● Data entries
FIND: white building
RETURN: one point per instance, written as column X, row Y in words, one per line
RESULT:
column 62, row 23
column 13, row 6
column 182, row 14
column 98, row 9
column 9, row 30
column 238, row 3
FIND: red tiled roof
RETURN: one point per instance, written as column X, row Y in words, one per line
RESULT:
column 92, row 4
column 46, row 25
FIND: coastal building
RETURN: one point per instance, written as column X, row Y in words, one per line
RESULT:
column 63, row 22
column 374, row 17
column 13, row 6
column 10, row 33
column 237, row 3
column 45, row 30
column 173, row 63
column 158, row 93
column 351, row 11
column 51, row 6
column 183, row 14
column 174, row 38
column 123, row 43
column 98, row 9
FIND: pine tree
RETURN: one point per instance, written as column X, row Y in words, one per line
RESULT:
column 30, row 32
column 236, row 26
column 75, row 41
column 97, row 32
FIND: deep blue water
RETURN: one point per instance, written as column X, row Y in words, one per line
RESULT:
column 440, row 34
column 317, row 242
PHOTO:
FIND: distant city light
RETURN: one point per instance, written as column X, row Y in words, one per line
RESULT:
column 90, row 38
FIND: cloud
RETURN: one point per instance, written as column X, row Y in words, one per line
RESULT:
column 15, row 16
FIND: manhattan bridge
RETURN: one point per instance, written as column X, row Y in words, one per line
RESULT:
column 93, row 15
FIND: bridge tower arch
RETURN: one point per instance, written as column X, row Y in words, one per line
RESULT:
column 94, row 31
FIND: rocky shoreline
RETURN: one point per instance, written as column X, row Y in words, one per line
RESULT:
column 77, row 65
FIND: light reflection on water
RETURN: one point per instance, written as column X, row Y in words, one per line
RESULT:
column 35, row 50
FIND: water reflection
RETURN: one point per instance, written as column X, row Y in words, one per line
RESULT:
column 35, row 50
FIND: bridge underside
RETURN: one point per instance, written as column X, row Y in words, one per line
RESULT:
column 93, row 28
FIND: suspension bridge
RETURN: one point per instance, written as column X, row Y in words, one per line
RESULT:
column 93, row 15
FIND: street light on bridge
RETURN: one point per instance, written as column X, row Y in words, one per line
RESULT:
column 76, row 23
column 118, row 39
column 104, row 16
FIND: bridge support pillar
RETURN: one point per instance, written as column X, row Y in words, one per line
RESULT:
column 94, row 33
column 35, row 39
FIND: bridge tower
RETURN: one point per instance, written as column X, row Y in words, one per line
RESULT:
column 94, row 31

● Given exercise
Please reproduce all of the entries above word for word, keeping every line unchanged.

● Task result
FIND: white building
RETURN: one point per instance, written as column X, row Y in words, one per line
RESULT:
column 62, row 23
column 13, row 6
column 182, row 14
column 98, row 9
column 9, row 30
column 238, row 3
FIND: red tiled roof
RETURN: one point per instance, written as column X, row Y in words, one per line
RESULT:
column 92, row 4
column 46, row 25
FIND: coastal building
RETURN: one point per instance, written as column X, row Y in words, one per line
RESULT:
column 63, row 22
column 374, row 17
column 13, row 6
column 10, row 33
column 237, row 3
column 45, row 30
column 173, row 63
column 158, row 93
column 351, row 11
column 51, row 6
column 183, row 14
column 174, row 38
column 123, row 43
column 98, row 9
FIND: pine tree
RETURN: one point per instance, written as column X, row Y in words, one per line
RESULT:
column 30, row 32
column 236, row 26
column 75, row 41
column 97, row 32
FIND: deep blue water
RETURN: one point per instance, written as column X, row Y in words, one per line
RESULT:
column 440, row 34
column 317, row 242
PHOTO:
FIND: distant city light
RETURN: one point per instance, written as column X, row Y in words, one per line
RESULT:
column 90, row 38
FIND: cloud
RETURN: one point per instance, written as column X, row Y in words, one per line
RESULT:
column 15, row 16
FIND: manhattan bridge
RETURN: one point per instance, written as column X, row Y in words, one per line
RESULT:
column 93, row 15
FIND: bridge tower arch
RETURN: one point per instance, written as column X, row Y in words, one per line
RESULT:
column 94, row 31
FIND: rocky shoreline
RETURN: one point per instance, written as column X, row Y in words, one per line
RESULT:
column 77, row 65
FIND: light reflection on water
RETURN: one point per instance, written as column X, row Y in words, one per line
RESULT:
column 35, row 50
FIND: water reflection
RETURN: one point per instance, written as column X, row Y in words, one per line
RESULT:
column 35, row 50
FIND: bridge underside
RETURN: one point per instance, written as column X, row Y in words, one per line
RESULT:
column 93, row 28
FIND: suspension bridge
RETURN: one point per instance, written as column X, row Y in words, one per line
RESULT:
column 93, row 15
FIND: street light on bridge
RETURN: one point per instance, written as column X, row Y in words, one per line
RESULT:
column 76, row 23
column 118, row 39
column 104, row 16
FIND: bridge support pillar
RETURN: one point per instance, written as column X, row Y in words, one per line
RESULT:
column 94, row 33
column 35, row 39
FIND: bridge tower
RETURN: one point per instance, written as column X, row Y in words, one per line
RESULT:
column 94, row 31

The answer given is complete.